SUPPLIED MATERIAL.
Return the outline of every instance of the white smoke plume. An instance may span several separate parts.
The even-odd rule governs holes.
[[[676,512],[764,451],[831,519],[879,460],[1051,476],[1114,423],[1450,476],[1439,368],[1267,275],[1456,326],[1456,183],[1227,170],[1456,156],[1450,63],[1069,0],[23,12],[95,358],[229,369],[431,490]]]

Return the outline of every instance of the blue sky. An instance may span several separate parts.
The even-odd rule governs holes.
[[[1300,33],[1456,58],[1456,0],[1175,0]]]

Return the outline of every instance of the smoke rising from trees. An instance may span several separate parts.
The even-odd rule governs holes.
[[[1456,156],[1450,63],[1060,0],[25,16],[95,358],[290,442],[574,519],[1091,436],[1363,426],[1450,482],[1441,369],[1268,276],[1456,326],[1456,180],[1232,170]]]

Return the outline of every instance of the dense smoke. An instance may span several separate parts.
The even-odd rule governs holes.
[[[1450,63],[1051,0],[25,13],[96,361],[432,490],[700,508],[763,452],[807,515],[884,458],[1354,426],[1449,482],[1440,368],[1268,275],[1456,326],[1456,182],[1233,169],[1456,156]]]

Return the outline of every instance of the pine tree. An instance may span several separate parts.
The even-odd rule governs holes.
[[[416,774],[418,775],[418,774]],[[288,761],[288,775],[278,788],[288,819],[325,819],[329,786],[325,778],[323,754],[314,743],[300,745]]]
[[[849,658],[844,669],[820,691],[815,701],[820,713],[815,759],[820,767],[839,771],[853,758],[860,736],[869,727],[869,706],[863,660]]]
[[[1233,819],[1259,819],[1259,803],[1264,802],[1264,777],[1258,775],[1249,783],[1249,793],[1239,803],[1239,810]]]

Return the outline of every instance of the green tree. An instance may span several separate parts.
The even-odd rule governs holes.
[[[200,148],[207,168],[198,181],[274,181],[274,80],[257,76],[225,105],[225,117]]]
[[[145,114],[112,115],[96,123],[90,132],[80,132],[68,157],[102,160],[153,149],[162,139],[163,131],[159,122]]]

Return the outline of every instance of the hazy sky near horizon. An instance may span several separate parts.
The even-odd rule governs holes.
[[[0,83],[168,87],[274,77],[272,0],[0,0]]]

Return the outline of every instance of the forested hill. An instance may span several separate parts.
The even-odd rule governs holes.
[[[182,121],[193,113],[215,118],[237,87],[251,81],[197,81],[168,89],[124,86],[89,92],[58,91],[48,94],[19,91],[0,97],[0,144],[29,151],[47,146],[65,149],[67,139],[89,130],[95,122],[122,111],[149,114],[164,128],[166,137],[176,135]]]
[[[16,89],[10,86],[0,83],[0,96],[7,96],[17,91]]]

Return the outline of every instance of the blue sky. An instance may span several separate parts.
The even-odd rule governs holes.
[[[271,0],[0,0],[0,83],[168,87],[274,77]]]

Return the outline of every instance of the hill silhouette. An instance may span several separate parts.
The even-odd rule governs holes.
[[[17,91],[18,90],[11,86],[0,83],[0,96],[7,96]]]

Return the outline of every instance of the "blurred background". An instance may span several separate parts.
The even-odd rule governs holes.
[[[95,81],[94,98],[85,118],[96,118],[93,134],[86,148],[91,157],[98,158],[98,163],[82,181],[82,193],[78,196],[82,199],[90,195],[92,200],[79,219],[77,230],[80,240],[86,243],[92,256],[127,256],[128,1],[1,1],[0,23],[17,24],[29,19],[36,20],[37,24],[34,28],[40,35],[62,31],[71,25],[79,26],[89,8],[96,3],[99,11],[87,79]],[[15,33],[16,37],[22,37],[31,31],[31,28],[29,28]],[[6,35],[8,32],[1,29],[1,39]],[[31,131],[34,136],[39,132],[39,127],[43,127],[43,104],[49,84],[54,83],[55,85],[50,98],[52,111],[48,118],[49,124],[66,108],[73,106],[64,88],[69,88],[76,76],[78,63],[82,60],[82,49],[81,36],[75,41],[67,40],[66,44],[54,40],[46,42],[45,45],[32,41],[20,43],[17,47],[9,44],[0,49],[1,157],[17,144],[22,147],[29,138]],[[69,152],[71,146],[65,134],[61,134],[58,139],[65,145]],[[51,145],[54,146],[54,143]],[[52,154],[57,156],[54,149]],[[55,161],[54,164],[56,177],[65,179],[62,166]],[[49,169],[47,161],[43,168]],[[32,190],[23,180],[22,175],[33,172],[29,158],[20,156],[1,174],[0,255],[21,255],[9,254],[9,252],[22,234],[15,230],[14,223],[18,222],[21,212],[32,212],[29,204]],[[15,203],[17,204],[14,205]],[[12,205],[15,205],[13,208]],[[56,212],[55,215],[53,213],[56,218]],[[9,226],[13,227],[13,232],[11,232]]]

WHAT TO WORK ON. Reproduce all of the records exactly.

SOLUTION.
Return the outline of every instance of the white smoke plume. An instance may span several separate parts.
The even-odd rule governs holes.
[[[676,512],[764,451],[831,519],[879,460],[1051,476],[1114,423],[1450,476],[1439,368],[1267,275],[1456,326],[1456,183],[1227,170],[1456,156],[1450,63],[1069,0],[23,12],[95,358],[229,369],[431,490]]]

Return the outline of every instance of the blue sky. An instance may span several separate parts.
The even-odd rule governs holes.
[[[1300,33],[1456,58],[1456,0],[1175,0]]]

Return the outline of every instance of the smoke rising from trees. An instance may span several separate parts.
The even-odd rule governs holes.
[[[1456,156],[1450,63],[1060,0],[25,16],[95,358],[290,442],[574,519],[1091,436],[1363,426],[1450,482],[1441,369],[1268,276],[1456,326],[1456,180],[1232,170]]]

Return the outline of every instance of the dense smoke. An instance may span several separate parts.
The even-odd rule governs holes.
[[[1450,63],[1051,0],[25,13],[96,361],[432,490],[700,508],[763,452],[807,515],[884,458],[1354,426],[1449,482],[1440,368],[1268,275],[1456,326],[1456,182],[1233,169],[1456,156]]]

Return the outline of every instance of the pine tree. An instance may span several separate parts.
The even-odd rule governs holes.
[[[416,774],[418,775],[418,774]],[[288,761],[288,775],[278,788],[288,819],[325,819],[329,786],[325,778],[323,754],[314,743],[300,745]]]
[[[849,658],[844,669],[820,691],[815,701],[820,713],[815,759],[820,767],[839,771],[853,758],[860,736],[869,727],[869,706],[863,660]]]
[[[1233,819],[1259,819],[1259,803],[1264,802],[1264,777],[1258,775],[1249,783],[1249,793],[1239,803],[1239,810]]]

Return the outline of every instance of the green tree. An instance may span several separate parts.
The even-odd rule governs holes.
[[[200,148],[207,168],[198,181],[274,181],[274,80],[257,76],[225,105],[225,117]]]
[[[145,114],[112,115],[96,123],[90,132],[80,132],[68,157],[102,160],[153,149],[162,139],[163,131],[159,122]]]

Return the outline of every instance of the hazy sky near horizon. An instance may span several separate parts.
The even-odd rule governs holes.
[[[0,83],[168,87],[274,77],[272,0],[0,0]]]

Return the outline of every instance of the forested hill. An instance may span several separate parts.
The even-odd rule governs holes.
[[[182,121],[193,113],[215,118],[237,87],[251,81],[197,81],[168,89],[124,86],[89,92],[58,91],[48,94],[19,91],[0,97],[0,144],[29,151],[47,146],[65,149],[67,139],[89,130],[95,122],[122,111],[149,114],[164,128],[166,137],[176,135]]]
[[[16,89],[10,86],[0,83],[0,96],[7,96],[17,91]]]

Return the outline of every instance of the blue sky. An instance may span several separate parts.
The even-odd rule governs holes.
[[[271,0],[0,0],[0,83],[168,87],[274,77]]]

Return the outline of every instance of the hill silhouette. An instance may span several separate parts.
The even-odd rule governs holes.
[[[17,91],[18,90],[11,86],[0,83],[0,96],[7,96]]]

Return the outline of every instance of the "blurred background". An instance may span several separate parts.
The even-odd rule governs holes.
[[[95,81],[94,98],[85,118],[96,118],[93,134],[86,148],[91,157],[98,158],[98,163],[82,181],[82,193],[78,196],[82,199],[90,195],[92,200],[79,219],[77,230],[80,240],[86,243],[92,256],[127,256],[128,1],[1,1],[0,23],[17,24],[29,19],[36,20],[37,24],[34,28],[40,35],[62,31],[71,25],[79,26],[89,8],[96,3],[99,11],[87,79]],[[15,33],[16,37],[22,37],[31,31],[31,28],[29,28]],[[6,35],[8,32],[1,29],[1,39]],[[31,131],[34,136],[39,132],[39,127],[43,127],[43,104],[49,84],[54,83],[55,85],[50,98],[52,111],[48,118],[49,124],[66,108],[73,106],[64,88],[69,88],[76,76],[78,63],[82,60],[82,49],[81,36],[75,41],[67,40],[66,44],[54,40],[46,42],[45,45],[32,41],[20,43],[17,47],[9,44],[0,49],[1,157],[17,144],[22,147],[29,138]],[[69,152],[71,146],[65,134],[61,134],[58,139],[65,145]],[[51,145],[54,146],[54,143]],[[52,154],[57,156],[54,149]],[[55,161],[54,164],[56,177],[65,179],[62,166]],[[49,169],[47,161],[43,168]],[[32,190],[23,180],[22,175],[33,172],[29,158],[20,156],[1,174],[0,255],[21,255],[9,254],[9,252],[22,234],[15,230],[14,223],[18,222],[21,212],[32,212],[29,204]],[[15,203],[17,204],[14,205]],[[12,205],[15,205],[13,208]],[[56,212],[55,215],[53,213],[56,218]],[[9,226],[13,227],[13,232],[11,232]]]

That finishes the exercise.